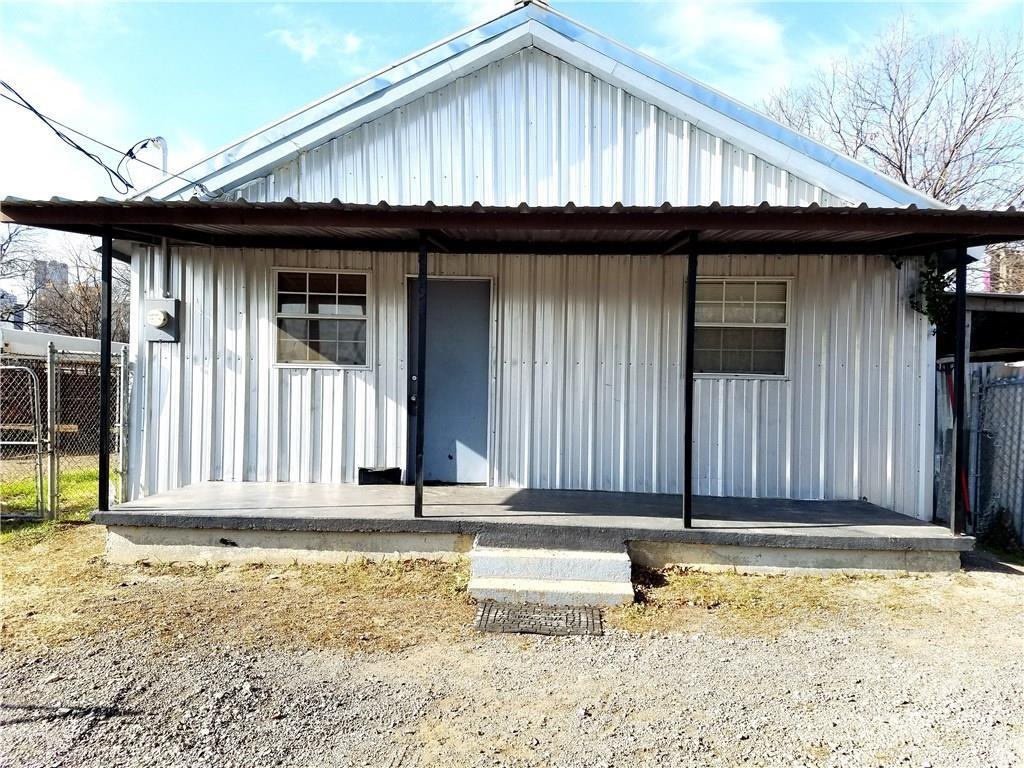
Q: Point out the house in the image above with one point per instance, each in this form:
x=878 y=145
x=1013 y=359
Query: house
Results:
x=538 y=223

──────────

Required action:
Output each entry above word for word. The pictures stay out.

Response box:
Q: Point out the house in the image above with one point per instance, each in this form:
x=878 y=145
x=1013 y=359
Query: house
Results:
x=538 y=223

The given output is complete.